## YOUR INSTRUCTIONS
State only how many lines below include the string "instance".

====

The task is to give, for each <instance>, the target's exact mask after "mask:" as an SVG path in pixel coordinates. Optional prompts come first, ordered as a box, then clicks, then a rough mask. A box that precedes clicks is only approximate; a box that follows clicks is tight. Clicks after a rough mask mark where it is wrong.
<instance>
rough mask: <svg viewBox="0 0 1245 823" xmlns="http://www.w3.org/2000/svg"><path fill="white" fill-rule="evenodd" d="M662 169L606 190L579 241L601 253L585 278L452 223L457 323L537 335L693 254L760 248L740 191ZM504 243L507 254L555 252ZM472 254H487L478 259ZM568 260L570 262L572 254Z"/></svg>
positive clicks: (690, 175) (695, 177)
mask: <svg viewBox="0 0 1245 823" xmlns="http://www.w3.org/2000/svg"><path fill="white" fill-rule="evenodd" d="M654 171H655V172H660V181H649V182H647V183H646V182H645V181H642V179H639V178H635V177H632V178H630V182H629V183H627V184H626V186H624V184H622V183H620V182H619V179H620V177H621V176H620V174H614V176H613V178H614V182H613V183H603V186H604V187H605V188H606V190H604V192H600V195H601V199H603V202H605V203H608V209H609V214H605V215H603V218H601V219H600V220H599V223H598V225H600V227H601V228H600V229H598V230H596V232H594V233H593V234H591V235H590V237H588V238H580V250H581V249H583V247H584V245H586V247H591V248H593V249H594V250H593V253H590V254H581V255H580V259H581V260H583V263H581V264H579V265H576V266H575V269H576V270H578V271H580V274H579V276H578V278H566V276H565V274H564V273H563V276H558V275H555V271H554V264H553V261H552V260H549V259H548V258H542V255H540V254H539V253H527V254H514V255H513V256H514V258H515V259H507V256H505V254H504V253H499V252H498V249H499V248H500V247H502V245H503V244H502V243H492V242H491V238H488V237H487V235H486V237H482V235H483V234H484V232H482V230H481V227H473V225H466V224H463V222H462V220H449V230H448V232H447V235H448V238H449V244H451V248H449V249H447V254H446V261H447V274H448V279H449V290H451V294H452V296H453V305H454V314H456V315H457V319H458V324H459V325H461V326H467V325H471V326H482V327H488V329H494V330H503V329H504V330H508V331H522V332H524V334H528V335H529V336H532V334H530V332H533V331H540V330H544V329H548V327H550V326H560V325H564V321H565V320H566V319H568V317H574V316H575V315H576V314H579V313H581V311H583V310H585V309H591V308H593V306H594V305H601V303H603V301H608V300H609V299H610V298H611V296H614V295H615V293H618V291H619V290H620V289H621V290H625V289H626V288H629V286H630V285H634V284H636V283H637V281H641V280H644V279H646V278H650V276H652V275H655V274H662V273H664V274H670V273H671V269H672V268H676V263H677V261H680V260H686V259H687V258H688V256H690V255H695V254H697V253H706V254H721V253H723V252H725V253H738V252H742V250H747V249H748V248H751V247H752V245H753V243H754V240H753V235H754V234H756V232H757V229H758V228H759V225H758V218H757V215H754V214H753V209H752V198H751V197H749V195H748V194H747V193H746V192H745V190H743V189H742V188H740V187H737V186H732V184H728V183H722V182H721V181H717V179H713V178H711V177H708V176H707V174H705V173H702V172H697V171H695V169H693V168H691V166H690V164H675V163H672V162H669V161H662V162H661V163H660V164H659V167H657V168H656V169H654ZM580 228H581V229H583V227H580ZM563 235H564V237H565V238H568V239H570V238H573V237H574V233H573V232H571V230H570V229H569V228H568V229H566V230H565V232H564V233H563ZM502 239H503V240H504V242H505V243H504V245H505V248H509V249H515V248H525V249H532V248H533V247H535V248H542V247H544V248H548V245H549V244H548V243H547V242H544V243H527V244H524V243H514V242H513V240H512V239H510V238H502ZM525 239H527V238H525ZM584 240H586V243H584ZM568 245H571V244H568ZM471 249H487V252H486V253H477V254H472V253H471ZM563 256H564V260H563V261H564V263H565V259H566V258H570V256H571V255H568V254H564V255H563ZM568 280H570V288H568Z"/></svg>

====

## TASK RESPONSE
2